> **STATED TASK**: Repeat the records below without any change, starting at the line that contains "Reviewer note: every instance of the riverbank" and stopping after the line that contains "[[162, 171], [174, 170]]".

> **EXTRACTED RECORDS**:
---+---

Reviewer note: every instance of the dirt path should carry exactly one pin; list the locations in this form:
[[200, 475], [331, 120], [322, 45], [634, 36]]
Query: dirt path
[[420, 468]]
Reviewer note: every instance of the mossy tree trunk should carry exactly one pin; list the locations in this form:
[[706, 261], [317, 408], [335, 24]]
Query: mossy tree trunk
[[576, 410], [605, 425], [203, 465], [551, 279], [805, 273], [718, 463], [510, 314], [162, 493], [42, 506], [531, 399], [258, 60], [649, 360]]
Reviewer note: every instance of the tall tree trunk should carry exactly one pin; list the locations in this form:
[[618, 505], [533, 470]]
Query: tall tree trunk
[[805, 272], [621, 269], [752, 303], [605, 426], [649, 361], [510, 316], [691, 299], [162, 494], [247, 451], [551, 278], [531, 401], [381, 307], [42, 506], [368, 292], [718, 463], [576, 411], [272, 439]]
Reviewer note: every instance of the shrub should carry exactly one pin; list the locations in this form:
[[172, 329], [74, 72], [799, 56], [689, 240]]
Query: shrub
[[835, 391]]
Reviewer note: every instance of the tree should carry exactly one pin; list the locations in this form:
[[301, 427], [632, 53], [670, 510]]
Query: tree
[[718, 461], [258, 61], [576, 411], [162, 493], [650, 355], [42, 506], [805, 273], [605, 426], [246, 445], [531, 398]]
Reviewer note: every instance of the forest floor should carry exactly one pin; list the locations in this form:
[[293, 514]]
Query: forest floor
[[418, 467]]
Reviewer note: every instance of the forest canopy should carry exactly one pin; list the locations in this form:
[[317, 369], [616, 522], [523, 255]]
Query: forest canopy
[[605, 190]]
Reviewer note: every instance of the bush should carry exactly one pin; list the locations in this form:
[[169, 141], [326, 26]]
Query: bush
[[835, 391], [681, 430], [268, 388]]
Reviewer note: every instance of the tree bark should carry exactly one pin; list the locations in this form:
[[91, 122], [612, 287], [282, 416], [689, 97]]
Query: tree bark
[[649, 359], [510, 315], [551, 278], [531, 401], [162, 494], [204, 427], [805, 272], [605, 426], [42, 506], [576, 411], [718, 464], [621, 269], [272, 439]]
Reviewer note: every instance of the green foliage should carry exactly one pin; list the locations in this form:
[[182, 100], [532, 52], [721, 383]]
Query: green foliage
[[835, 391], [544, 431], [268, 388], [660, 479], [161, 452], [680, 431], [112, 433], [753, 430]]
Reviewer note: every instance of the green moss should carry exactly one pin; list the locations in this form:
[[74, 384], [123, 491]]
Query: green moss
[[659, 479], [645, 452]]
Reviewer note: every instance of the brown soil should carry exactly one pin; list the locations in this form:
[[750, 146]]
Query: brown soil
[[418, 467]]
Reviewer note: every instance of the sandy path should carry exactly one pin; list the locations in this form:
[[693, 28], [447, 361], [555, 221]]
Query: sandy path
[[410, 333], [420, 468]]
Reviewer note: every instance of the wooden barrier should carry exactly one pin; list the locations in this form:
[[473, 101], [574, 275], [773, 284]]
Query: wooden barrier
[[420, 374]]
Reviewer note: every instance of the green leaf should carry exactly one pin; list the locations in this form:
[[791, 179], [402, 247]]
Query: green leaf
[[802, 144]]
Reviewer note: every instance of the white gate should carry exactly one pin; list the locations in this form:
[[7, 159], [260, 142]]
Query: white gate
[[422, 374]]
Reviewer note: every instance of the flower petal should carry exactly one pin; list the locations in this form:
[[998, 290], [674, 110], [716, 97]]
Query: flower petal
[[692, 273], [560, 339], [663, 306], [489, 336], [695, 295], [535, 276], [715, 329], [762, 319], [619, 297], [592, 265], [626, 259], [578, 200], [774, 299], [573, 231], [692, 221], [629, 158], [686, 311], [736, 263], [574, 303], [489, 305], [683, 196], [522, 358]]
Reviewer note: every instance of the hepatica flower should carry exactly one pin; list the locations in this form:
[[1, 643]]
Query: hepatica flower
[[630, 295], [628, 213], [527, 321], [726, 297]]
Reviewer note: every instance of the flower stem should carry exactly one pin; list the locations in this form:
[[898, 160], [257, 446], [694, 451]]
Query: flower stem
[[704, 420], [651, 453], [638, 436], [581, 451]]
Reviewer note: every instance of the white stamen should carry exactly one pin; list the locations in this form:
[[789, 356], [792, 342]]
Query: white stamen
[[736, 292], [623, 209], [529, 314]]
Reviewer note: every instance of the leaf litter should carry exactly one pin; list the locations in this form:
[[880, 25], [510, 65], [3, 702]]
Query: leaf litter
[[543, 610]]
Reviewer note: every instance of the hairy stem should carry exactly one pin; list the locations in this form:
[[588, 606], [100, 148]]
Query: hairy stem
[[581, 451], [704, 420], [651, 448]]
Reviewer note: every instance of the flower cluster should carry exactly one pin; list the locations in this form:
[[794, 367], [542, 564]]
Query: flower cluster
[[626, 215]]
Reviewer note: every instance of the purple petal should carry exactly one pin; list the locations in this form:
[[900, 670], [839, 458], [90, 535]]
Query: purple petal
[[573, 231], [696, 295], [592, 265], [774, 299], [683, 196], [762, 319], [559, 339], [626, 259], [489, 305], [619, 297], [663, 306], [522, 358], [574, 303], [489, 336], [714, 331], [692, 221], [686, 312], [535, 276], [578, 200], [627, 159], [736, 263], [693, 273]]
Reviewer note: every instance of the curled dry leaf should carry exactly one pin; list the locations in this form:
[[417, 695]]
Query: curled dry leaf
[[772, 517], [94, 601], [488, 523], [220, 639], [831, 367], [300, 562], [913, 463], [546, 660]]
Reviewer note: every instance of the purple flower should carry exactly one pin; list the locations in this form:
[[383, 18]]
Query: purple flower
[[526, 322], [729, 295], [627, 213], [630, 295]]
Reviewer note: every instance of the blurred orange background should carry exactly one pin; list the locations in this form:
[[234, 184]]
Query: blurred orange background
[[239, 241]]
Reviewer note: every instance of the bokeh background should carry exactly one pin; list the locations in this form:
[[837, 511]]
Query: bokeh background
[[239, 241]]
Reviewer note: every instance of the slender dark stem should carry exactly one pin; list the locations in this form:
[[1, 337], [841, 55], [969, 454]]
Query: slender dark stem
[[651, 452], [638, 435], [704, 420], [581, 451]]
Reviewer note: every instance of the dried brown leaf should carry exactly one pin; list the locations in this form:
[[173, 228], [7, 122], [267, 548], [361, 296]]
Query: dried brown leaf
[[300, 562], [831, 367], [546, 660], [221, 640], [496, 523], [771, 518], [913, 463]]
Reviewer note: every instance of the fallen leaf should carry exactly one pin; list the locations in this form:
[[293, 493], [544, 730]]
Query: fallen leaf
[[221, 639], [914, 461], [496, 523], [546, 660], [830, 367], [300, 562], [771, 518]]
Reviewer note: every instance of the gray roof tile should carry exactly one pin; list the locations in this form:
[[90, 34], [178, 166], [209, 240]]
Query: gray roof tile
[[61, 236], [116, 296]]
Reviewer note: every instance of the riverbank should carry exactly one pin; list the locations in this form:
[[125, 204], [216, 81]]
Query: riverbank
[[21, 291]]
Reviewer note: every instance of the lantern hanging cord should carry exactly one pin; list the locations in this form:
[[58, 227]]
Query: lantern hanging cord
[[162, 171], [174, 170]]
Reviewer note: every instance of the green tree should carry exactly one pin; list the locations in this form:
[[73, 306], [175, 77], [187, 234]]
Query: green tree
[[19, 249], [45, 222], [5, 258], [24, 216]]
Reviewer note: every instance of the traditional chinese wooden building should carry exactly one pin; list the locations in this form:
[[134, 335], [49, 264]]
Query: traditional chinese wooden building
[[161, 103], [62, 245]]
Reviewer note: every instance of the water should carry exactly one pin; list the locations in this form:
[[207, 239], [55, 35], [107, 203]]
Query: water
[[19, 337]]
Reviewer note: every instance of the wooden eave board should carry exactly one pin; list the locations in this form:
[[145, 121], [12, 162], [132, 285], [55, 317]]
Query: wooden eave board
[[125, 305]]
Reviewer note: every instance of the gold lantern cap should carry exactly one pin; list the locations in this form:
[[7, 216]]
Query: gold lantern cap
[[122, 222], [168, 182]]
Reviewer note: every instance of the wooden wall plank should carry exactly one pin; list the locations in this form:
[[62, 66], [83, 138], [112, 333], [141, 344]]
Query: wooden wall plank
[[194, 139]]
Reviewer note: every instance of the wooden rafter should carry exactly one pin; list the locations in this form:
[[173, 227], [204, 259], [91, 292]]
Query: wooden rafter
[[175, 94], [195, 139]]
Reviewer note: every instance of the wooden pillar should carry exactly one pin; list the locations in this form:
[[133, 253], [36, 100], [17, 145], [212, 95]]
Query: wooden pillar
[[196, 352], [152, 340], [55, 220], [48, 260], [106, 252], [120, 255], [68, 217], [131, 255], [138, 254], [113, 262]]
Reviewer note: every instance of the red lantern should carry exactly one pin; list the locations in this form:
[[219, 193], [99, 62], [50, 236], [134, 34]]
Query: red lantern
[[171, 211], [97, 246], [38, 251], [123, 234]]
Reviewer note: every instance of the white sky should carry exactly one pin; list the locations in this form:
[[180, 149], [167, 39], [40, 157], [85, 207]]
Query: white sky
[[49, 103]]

---+---

> **WRITTEN RESPONSE**:
Reviewer note: every instance of the riverbank should carry exactly one pin; list the locations in this form:
[[125, 204], [216, 81]]
Query: riverbank
[[21, 291]]
Reviewer note: every instance of the lantern hanging cord should carry exactly one pin; list the locations in this form:
[[58, 227]]
Query: lantern hanging cord
[[162, 171], [174, 170]]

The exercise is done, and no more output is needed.